**PASSAGE**
Three building materials, plasterboard (k=0.30 J/ s.m. C degrees), brick (k=0.60 J/ s.m. C degrees), and wood (k=0.10 J/ s.m. C degrees) are sandwiched together. The temperatures at the inside surface is 27 degrees celcius and 0 degrees celcius on the outside. each material has the same thickness and cross sectional area. Find the temperature
(a) at the plasterboard brick interface and
(b) at the brick wood interface
i'm not sure how to work this problem...
2007-06-27 12:20:16 · 3 answers · asked by chly1459 1 in Science & Mathematics ➔ Physics
when the steady-state is reached then heat flowing across all intermittent junctions is same or Q-dot =same
Q-dot = - k A dT/dx = - dT/(x/kA)
- ve sign tells that fall in temp and dx are in opposite direction. This like current (motive is potential diff) anology driven here by temp difference (motive force - thermal causality)
I (current) = V/R >>> wherein
x/kA = thermal resistance
Q-dot (0r I same) series circuit
R = R1+R2+R3
R =(x /kpA)+(x /kbA)+(x /kwA)=(x/A)[1/kp+1/kb+1/kw] = 3x/K.A (right side composite slab of 3x thick, K conductivity)

**SUPPLIED DATA**
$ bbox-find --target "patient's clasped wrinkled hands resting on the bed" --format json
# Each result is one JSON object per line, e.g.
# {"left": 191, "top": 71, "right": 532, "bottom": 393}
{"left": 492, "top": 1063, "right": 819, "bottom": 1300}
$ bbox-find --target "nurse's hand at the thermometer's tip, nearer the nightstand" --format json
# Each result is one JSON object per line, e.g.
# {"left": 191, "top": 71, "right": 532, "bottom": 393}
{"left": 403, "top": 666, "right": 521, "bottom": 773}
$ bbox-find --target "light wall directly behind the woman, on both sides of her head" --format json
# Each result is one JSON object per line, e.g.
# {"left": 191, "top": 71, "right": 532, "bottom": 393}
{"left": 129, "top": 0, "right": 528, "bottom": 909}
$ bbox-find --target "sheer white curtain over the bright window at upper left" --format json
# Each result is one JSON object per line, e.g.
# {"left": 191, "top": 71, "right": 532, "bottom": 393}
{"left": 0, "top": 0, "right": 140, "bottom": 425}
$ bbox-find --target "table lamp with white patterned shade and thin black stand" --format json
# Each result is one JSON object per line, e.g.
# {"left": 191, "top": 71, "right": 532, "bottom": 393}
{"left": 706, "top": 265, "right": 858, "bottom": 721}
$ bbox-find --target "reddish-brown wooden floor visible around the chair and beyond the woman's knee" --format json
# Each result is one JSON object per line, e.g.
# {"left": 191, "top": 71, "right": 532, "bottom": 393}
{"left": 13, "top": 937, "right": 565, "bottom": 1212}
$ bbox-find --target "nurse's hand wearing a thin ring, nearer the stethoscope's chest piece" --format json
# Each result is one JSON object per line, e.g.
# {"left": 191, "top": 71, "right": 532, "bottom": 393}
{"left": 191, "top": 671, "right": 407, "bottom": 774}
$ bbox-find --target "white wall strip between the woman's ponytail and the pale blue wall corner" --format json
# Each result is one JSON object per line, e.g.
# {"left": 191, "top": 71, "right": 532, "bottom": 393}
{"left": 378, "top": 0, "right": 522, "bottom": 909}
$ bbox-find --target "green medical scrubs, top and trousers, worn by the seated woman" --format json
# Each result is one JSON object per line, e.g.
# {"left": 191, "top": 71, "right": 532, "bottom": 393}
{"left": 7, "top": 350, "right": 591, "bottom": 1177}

**AIM OF THE TASK**
Pick up the heat conduction thread after its last line and keep writing it. None of the records matter here.

**ANSWER TO THIS EXERCISE**
as thickness (x) and A crosstion are same, the joint slab (3x) thickness and A crosssection, joint K of composite slab
3/K = 1/0.3 + 1/0.6 + 1/0.1= 15 >>
K = 0.2 composite
------------
let plaster-brick junction temp = Tpb
let brick-wood interface temp = Tbw
-----------------------
conduction >> Q-dot = - k A dT/dx
Q(27/0) = Q(27/Tpb) = Q(Tbw/0) steady state
-------------------
Q(27/0) = Q(27/Tpb)
(K A/3x) (27-0) = (kp A/x) (27-Tpb)
(K/3) (27-0) = (kp) (27-Tpb)
(0.2/3) (27) = (0.3) (27-Tpb)
(2) (27) = 9 (27-Tpb) =54
Tpb = 21 deg C
------------------------------...
Q(27/0) = Q(Tbw/0)
(0.2/3) (27) = (0.1) (Tbw - 0)
Tbw = 18 deg C
temps are
27 ---- 21 ----- 18 ----- 0
outside ---- Tpb ----- Tbw ----- inside
.........plaster .... brick ...... wood .....
2007-06-28 18:30:12 · answer #1 · answered by anil bakshi 7 · 1⤊ 0⤋
It's a classic heat flow problem. Look in your book and write an equation for the flow of heat through the 3 layers with the delta T being 27 degrees. They do not talk about equilibrium, but they undoubtedly mean to ask what the temperatures are at equilibrium, since the temperature will change with time until equilibrium is reached.
2007-06-27 19:31:32 · answer #2 · answered by William D 5 · 0⤊ 1⤋
Think of it as three series resistors and an applied voltage. Does that work for you?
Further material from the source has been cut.